> **Instruções**:
1) Redigite o trecho do texto sobre o acidente começando em "Só uma investigação" e seguindo até "atualmente cursava direito.".
2) Dê continuidade ao texto sobre o acidente a partir da última frase apresentada.

> **Bloco de texto**:
>>

O acidente poderia ter proporções ainda maiores. Especialistas que tiveram acesso ao local viram que parte da asa esquerda ficou a centímetros dos bicos injetores de um tanque de combustível do posto. Se o choque tivesse ocorrido, haveria uma explosão que poderia atingir dois quarteirões, abrindo uma cratera e tragando casas e prédios.

Só uma investigação minuciosa dirá quais as causas do acidente. As caixaspretas seguiram para análise nos Estados Unidos, mas o relatório final levará meses para ficar pronto. Os dados também deverão desvendar um mistério: qual dos dois pilotos, Kleyber Aguiar Lima, 54 anos, ou Henrique Stephanini Di Sacco, 53, estava operando a máquina na descida para Congonhas. Como ambos eram comandantes, qualquer um poderia estar sentado no assento esquerdo da cabine para fazer o pouso. Nascido em Porto Velho, Kleyber era mais experiente em aeronaves do tipo Airbus. Funcionário da TAM desde novembro de 1987, acumulava 14.744,1 horas de vôo. Primogênito de dez filhos, de família humilde, Kleyber cresceu em Fortaleza e atualmente cursava direito.

<<

> **Linhas selecionadas**:
>>

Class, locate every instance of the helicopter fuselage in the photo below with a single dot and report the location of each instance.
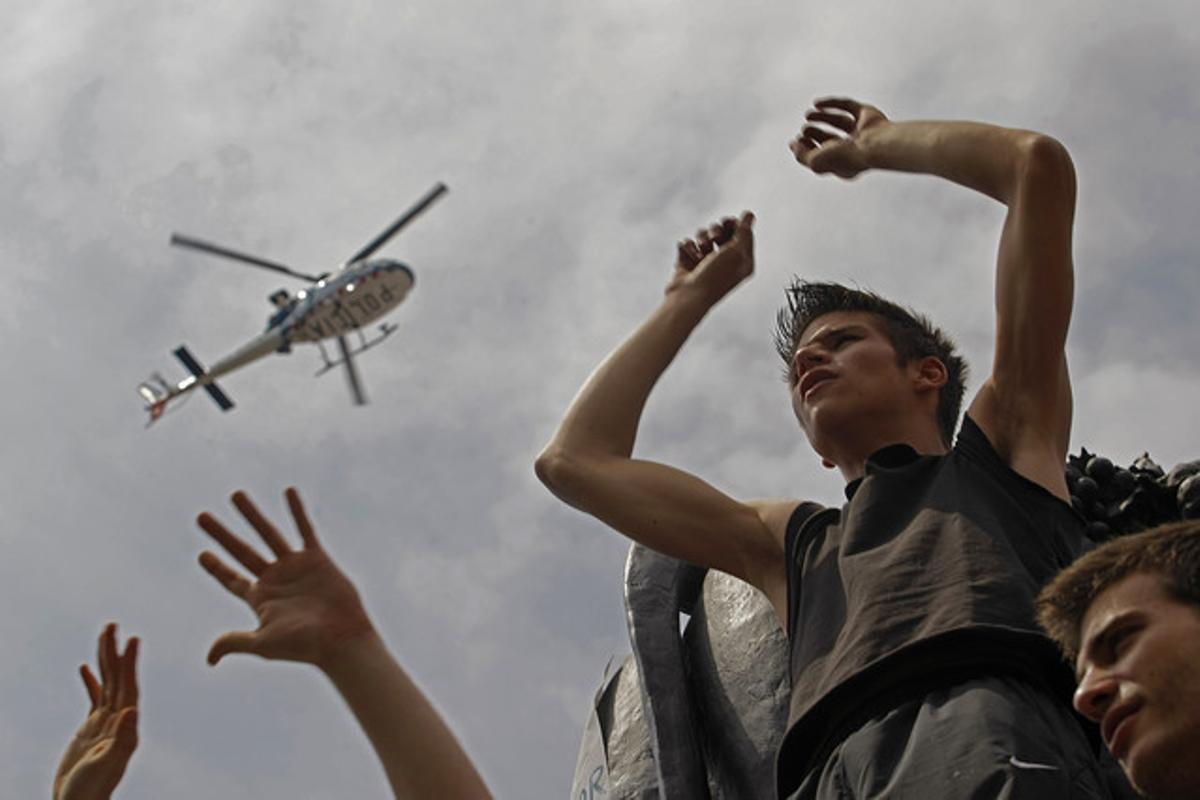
(352, 299)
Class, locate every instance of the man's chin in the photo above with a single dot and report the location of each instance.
(1155, 769)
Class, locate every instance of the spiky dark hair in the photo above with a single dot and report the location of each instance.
(912, 336)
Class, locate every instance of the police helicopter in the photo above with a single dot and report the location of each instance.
(333, 306)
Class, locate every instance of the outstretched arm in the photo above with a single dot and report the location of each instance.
(589, 461)
(96, 758)
(310, 612)
(1025, 405)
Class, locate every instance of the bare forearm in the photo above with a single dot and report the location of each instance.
(604, 416)
(418, 750)
(988, 158)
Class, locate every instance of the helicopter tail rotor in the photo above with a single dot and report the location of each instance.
(210, 386)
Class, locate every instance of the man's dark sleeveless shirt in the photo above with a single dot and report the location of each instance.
(925, 578)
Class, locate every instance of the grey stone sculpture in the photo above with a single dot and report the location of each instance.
(699, 709)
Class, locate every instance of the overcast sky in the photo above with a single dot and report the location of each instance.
(580, 142)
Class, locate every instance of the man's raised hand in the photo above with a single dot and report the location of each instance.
(838, 148)
(306, 607)
(96, 758)
(717, 259)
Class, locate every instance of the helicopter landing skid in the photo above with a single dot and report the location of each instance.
(385, 330)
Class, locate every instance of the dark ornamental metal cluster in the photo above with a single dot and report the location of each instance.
(1123, 500)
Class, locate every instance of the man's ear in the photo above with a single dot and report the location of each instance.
(930, 373)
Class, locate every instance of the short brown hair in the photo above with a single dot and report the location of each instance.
(912, 337)
(1171, 552)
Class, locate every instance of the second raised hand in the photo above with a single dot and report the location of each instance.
(306, 607)
(837, 148)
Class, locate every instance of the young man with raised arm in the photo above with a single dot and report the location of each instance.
(917, 667)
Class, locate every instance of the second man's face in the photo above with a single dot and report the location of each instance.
(1139, 669)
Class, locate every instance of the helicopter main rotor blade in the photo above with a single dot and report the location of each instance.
(394, 228)
(352, 372)
(216, 250)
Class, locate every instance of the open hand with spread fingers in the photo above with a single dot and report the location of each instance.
(306, 607)
(719, 257)
(96, 758)
(834, 136)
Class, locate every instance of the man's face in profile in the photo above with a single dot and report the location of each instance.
(1139, 678)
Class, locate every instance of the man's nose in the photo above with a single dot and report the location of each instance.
(809, 356)
(1095, 693)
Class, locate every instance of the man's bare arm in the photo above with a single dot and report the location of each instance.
(589, 461)
(97, 757)
(310, 612)
(1025, 404)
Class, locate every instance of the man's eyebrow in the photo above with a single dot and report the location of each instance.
(1102, 636)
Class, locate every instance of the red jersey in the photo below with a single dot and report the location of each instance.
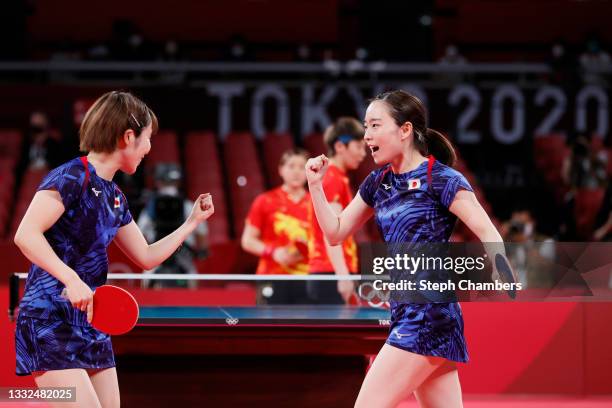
(281, 222)
(337, 189)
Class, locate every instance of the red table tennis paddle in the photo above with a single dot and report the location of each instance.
(115, 310)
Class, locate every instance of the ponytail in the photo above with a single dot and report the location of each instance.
(405, 107)
(441, 148)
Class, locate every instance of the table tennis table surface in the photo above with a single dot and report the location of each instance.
(264, 315)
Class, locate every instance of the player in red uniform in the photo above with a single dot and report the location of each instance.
(276, 230)
(344, 140)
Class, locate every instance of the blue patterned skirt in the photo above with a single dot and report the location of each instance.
(430, 329)
(43, 345)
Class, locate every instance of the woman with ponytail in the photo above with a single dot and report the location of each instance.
(416, 196)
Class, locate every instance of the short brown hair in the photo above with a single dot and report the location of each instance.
(344, 129)
(289, 153)
(108, 119)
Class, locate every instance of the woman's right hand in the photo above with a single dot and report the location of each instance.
(80, 296)
(316, 169)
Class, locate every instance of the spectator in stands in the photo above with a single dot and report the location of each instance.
(562, 64)
(277, 228)
(582, 169)
(451, 58)
(593, 60)
(42, 148)
(239, 49)
(530, 252)
(165, 211)
(346, 148)
(303, 53)
(603, 229)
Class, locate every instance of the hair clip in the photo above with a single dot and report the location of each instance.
(135, 120)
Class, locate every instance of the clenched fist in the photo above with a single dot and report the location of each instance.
(316, 169)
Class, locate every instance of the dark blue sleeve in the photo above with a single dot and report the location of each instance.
(447, 183)
(67, 180)
(368, 188)
(127, 215)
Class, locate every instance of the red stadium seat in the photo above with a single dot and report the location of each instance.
(10, 143)
(314, 144)
(274, 145)
(30, 182)
(588, 203)
(203, 174)
(164, 149)
(244, 176)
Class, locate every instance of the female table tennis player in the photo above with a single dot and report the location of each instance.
(77, 211)
(277, 226)
(425, 340)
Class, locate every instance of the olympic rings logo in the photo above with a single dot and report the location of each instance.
(374, 297)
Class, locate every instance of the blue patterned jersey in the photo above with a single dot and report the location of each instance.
(94, 210)
(407, 208)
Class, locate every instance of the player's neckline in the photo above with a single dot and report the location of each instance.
(417, 168)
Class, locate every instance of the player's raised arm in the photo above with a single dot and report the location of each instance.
(131, 241)
(335, 227)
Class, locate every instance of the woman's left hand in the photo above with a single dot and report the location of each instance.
(202, 209)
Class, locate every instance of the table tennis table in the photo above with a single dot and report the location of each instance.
(299, 356)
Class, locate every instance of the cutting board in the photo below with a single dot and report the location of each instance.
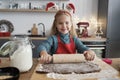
(107, 71)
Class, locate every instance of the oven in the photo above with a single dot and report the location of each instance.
(97, 46)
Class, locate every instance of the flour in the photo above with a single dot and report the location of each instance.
(22, 58)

<<

> **Respostas esperadas**:
1)
Só uma investigação minuciosa dirá quais as causas do acidente. As caixaspretas seguiram para análise nos Estados Unidos, mas o relatório final levará meses para ficar pronto. Os dados também deverão desvendar um mistério: qual dos dois pilotos, Kleyber Aguiar Lima, 54 anos, ou Henrique Stephanini Di Sacco, 53, estava operando a máquina na descida para Congonhas. Como ambos eram comandantes, qualquer um poderia estar sentado no assento esquerdo da cabine para fazer o pouso. Nascido em Porto Velho, Kleyber era mais experiente em aeronaves do tipo Airbus. Funcionário da TAM desde novembro de 1987, acumulava 14.744,1 horas de vôo. Primogênito de dez filhos, de família humilde, Kleyber cresceu em Fortaleza e atualmente cursava direito.

2)
O paulistano Henrique iniciou sua carreira nos anos 80 na Transbrasil e pilotou aviões como o Boeing 767 em rotas internacionais. Com a falência da empresa, ficou desempregado e mudou de área: abriu uma empresa de distribuição de água mineral. Só voltou a voar em meados de 2006, na pequena Passaredo, em Ribeirão Preto. Em 9 de janeiro foi admitido na TAM e no mês passado se tornou apto a pilotar o Airbus A320. Tinha 14.486 horas de vôo. Casado, Henrique deixou mulher e três filhos – o mais velho é piloto.

Até agora, uma das poucas certezas dos investigadores é que o avião cruzou em alta velocidade a pista principal de Congonhas, que estava molhada, embora estivesse liberada para pouso pela Infraero. Esta pista passou por uma reforma de 45 dias encerrada no dia 30 de junho, a um custo de R$ 20 milhões e estava em uso apesar de faltar o grooving – as ranhuras que evitam empoçamento da água da chuva e conferem maior aderência aos pneus na hora da aterrissagem. Para o grooving ser colocado, o novo pavimento precisa estar assentado e isso leva cerca de 45 dias. Após o acidente, a Infraero decidiu antecipar a obra para o próximo dia 25.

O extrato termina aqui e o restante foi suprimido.